— DO THIS —
Find every line in the records below that contains the word "soldier", and copy each of those lines out in full.
>> start SUPPLIED INFORMATION
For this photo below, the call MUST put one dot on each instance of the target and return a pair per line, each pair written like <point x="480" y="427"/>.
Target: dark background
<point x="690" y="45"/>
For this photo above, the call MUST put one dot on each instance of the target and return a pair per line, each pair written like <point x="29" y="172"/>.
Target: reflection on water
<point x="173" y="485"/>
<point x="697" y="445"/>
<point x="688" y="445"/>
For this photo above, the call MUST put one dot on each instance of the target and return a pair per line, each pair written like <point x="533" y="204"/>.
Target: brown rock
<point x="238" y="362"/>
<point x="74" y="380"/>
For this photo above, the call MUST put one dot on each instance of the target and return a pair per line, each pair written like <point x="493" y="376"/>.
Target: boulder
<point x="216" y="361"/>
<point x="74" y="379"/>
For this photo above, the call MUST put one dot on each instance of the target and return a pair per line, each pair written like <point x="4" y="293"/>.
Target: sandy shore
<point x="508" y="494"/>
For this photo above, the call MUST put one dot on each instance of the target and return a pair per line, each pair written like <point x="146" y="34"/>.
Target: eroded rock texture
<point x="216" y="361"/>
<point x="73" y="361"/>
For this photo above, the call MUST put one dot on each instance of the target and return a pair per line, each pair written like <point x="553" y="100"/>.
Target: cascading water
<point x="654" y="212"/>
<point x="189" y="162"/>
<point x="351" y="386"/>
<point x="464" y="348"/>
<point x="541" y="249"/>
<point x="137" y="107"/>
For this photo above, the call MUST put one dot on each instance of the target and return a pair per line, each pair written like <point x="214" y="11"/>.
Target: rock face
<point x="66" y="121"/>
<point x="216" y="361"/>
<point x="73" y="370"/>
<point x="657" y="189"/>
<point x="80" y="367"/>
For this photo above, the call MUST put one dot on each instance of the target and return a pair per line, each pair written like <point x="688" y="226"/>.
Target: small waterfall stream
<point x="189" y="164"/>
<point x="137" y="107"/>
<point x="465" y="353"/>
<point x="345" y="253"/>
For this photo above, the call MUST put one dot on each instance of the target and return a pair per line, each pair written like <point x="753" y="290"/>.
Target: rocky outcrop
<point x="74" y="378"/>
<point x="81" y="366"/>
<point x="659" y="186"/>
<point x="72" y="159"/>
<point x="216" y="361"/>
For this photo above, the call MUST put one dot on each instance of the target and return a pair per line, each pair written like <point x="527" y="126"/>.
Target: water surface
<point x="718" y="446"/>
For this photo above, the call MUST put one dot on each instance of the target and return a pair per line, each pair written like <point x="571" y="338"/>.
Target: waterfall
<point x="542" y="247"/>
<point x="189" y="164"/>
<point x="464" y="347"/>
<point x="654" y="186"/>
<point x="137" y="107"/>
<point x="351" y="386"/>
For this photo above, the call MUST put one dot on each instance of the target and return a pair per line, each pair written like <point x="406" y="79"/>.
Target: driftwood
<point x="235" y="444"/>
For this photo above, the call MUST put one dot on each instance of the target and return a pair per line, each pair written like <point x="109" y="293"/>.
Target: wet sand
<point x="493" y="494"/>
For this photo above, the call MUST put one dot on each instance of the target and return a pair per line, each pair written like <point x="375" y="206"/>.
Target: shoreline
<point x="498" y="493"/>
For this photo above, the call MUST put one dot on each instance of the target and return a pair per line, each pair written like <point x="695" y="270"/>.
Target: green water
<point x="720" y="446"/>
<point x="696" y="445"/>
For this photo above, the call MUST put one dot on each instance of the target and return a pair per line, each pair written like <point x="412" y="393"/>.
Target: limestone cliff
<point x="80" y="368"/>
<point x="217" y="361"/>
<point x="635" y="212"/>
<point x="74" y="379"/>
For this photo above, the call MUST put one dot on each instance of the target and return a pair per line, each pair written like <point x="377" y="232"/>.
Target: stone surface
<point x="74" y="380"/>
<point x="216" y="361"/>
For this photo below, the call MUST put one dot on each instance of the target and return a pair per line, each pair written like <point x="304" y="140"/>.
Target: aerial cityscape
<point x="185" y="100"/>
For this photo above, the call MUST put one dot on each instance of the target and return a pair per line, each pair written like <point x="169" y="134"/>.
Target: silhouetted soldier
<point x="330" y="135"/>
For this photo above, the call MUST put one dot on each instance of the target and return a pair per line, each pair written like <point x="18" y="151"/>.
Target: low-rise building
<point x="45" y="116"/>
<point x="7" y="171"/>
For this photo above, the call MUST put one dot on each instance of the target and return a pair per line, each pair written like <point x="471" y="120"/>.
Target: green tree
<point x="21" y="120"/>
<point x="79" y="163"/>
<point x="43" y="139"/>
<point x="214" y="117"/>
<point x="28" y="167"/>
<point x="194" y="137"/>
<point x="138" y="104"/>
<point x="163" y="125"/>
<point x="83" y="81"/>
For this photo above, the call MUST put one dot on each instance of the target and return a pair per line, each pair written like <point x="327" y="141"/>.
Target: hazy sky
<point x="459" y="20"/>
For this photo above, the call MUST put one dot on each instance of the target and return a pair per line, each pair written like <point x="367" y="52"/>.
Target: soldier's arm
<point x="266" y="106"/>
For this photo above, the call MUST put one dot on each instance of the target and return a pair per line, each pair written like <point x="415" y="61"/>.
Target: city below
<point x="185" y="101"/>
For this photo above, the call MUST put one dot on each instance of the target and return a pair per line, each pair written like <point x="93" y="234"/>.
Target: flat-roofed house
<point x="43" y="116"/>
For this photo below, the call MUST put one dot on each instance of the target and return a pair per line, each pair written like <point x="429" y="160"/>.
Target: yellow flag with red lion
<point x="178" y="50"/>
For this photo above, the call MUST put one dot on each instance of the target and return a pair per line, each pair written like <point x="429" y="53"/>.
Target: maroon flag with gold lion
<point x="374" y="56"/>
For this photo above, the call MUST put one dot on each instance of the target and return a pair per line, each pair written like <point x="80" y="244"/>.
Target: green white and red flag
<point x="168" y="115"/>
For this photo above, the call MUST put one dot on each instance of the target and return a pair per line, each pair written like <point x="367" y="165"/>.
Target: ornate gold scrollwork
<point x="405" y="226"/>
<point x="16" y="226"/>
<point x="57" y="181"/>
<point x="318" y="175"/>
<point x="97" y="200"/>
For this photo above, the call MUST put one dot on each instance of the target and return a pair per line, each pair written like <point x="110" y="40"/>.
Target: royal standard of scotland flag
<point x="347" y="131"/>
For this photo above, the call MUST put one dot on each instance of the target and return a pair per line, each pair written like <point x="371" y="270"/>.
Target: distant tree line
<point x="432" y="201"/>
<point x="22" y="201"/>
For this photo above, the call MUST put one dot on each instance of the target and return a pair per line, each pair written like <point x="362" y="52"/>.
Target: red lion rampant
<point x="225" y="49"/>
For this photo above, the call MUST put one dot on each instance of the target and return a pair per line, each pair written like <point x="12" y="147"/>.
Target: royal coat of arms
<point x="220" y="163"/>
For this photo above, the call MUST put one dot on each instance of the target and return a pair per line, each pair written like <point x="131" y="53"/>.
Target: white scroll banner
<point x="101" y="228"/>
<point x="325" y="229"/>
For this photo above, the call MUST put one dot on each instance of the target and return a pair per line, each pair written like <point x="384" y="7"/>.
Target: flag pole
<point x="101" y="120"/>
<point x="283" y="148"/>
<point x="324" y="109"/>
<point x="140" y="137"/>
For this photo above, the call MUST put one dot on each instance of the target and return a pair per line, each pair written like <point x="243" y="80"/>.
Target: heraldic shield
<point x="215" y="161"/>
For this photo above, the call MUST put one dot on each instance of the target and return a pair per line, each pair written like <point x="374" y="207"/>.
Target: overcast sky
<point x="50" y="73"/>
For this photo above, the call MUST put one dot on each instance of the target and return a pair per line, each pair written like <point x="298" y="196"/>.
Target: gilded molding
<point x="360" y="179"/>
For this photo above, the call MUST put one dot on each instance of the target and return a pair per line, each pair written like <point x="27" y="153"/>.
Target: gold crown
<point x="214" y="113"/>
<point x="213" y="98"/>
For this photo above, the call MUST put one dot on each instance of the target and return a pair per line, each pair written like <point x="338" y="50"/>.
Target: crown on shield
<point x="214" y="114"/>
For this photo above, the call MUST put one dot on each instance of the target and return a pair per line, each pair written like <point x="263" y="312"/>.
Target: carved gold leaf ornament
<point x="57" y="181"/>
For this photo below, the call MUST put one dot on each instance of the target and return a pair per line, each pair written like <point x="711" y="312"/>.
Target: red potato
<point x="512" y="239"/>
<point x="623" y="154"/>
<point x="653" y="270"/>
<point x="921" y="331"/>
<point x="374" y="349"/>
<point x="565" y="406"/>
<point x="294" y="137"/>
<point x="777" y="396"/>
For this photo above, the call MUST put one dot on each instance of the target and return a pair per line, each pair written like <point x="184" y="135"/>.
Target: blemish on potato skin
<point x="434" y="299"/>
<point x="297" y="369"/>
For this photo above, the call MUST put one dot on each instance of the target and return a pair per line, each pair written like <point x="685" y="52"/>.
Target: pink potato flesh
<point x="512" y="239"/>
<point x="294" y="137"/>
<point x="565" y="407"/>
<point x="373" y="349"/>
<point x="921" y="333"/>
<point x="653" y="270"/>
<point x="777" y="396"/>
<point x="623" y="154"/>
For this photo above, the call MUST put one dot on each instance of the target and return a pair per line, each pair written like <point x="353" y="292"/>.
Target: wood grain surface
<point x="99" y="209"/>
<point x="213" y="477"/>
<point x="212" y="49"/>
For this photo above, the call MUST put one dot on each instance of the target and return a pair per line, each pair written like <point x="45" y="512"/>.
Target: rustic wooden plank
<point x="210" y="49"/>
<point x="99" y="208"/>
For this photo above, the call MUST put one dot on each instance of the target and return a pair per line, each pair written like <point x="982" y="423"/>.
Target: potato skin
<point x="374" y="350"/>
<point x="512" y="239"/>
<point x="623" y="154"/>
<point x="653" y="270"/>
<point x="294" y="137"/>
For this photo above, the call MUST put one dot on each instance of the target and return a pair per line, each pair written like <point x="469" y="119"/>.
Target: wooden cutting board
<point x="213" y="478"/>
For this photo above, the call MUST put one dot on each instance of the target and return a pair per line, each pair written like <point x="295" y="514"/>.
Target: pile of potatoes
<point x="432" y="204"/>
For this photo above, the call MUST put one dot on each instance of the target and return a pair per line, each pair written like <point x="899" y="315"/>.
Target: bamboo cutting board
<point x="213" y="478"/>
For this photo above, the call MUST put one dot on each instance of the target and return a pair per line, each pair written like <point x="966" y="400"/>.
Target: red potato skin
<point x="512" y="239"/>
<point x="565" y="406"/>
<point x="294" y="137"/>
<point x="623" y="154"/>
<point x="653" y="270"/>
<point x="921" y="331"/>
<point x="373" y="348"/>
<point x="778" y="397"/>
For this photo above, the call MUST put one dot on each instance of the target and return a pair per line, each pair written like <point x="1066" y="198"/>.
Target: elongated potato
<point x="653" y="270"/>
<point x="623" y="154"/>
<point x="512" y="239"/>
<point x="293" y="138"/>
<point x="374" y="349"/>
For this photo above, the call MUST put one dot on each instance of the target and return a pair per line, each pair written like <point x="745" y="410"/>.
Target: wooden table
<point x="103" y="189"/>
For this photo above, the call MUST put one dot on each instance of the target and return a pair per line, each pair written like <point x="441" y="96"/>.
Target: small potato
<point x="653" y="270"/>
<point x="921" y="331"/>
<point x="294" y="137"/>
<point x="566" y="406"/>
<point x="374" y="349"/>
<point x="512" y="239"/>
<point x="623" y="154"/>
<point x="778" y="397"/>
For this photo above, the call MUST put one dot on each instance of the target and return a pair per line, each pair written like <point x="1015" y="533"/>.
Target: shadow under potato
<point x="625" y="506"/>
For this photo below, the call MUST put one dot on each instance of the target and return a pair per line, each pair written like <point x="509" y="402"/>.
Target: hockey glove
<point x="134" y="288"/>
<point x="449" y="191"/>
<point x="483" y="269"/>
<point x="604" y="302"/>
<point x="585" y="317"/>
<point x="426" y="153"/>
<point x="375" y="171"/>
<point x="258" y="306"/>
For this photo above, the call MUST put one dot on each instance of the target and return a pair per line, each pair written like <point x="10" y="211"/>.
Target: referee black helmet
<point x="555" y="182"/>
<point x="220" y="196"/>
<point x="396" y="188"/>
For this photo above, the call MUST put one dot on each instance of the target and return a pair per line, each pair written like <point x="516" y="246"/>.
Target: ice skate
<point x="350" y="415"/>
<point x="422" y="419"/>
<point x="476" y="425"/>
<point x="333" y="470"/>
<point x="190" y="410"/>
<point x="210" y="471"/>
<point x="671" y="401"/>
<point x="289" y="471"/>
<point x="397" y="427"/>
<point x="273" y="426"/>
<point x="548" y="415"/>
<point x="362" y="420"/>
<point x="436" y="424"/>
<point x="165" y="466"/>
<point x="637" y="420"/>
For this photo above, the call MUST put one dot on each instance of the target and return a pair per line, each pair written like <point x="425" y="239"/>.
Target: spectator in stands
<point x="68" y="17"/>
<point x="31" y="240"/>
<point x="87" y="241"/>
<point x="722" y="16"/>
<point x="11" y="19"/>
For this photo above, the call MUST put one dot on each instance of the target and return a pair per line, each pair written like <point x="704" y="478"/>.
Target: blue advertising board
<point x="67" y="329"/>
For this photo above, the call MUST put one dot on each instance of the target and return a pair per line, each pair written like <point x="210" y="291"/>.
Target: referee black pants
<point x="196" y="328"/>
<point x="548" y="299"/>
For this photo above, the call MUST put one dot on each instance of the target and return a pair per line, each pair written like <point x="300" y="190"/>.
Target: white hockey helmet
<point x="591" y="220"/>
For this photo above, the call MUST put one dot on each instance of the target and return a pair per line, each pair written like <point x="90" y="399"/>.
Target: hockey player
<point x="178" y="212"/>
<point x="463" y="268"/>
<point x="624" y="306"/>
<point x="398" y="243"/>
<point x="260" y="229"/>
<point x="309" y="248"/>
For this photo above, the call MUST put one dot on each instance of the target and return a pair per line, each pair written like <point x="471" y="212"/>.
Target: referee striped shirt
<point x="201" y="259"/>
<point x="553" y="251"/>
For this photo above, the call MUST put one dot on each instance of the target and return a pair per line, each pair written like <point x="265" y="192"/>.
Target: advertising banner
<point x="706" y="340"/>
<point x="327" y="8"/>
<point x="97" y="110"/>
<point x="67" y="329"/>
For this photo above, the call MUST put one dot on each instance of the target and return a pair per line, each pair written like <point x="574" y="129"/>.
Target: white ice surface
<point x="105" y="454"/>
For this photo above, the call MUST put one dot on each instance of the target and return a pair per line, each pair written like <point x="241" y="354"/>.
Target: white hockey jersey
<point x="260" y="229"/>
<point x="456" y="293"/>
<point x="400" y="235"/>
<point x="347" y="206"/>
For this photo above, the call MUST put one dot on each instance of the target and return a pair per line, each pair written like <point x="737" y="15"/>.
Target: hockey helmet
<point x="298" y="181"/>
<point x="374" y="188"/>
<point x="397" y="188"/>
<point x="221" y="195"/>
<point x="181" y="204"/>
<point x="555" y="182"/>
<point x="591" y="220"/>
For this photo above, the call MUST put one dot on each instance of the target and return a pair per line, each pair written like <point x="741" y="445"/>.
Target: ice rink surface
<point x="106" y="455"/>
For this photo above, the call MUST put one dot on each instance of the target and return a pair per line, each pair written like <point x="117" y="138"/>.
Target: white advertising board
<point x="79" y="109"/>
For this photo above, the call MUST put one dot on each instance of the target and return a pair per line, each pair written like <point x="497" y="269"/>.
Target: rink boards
>> end SUPPLIED INFORMATION
— OUTPUT OF THE TASK —
Target: silhouetted soldier
Target: soldier's arm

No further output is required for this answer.